▸ **MATERIAL FOR THIS EXERCISE**
[Start of Attachment]
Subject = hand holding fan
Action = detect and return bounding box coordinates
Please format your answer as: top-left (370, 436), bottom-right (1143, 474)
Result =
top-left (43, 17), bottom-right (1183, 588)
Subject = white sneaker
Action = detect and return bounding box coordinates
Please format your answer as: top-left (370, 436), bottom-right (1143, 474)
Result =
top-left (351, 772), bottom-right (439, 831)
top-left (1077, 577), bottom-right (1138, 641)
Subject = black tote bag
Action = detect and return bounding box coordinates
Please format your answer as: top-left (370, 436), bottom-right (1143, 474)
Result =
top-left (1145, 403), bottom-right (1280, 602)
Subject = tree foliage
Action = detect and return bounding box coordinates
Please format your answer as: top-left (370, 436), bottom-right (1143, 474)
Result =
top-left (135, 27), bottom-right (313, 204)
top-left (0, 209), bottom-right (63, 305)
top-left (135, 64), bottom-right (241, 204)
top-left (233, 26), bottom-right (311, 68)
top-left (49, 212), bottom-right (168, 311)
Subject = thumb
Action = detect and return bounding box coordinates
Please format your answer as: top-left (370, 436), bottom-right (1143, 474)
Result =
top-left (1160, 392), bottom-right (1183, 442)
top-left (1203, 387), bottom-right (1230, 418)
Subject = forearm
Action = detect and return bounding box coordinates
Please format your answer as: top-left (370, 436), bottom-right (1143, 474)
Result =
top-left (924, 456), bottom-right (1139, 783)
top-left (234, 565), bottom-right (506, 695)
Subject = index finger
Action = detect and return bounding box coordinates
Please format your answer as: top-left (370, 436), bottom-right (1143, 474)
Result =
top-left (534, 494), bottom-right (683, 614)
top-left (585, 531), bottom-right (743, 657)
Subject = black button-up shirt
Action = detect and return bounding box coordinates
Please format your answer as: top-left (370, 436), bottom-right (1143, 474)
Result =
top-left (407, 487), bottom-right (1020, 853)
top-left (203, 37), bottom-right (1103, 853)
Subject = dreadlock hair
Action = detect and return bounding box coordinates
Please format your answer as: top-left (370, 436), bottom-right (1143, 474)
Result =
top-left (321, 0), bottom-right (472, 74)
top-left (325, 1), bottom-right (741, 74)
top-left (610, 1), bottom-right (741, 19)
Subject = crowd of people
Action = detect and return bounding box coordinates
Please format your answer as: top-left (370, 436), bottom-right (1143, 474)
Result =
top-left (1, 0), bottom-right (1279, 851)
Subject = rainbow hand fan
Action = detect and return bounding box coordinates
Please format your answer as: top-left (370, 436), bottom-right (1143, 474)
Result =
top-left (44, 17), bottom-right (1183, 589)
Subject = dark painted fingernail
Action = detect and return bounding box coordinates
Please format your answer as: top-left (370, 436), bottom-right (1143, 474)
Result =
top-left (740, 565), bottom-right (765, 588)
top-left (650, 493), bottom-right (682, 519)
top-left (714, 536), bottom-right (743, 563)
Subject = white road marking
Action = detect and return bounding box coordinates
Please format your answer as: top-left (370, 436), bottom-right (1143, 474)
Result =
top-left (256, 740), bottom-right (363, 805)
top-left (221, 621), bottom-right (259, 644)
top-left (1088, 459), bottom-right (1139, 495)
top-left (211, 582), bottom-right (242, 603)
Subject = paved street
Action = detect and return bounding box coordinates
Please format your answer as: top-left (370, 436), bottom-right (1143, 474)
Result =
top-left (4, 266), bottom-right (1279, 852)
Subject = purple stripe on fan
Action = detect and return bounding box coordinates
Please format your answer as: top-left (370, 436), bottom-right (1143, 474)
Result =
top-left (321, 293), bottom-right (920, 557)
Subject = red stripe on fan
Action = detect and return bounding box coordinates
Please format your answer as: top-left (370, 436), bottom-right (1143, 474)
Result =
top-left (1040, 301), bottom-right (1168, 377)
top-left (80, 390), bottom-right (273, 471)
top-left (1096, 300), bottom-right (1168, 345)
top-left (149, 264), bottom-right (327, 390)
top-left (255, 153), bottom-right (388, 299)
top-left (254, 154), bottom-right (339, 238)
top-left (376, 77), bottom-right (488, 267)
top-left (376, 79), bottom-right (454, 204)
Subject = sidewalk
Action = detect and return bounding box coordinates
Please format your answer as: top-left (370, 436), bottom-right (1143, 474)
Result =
[End of Attachment]
▸ **WHAT YOU SHOULD DO**
Search the material above for "hand". Copy each line that has it.

▸ **EXERCISE ANSWER**
Subject = hand holding fan
Subject = rainbow hand fan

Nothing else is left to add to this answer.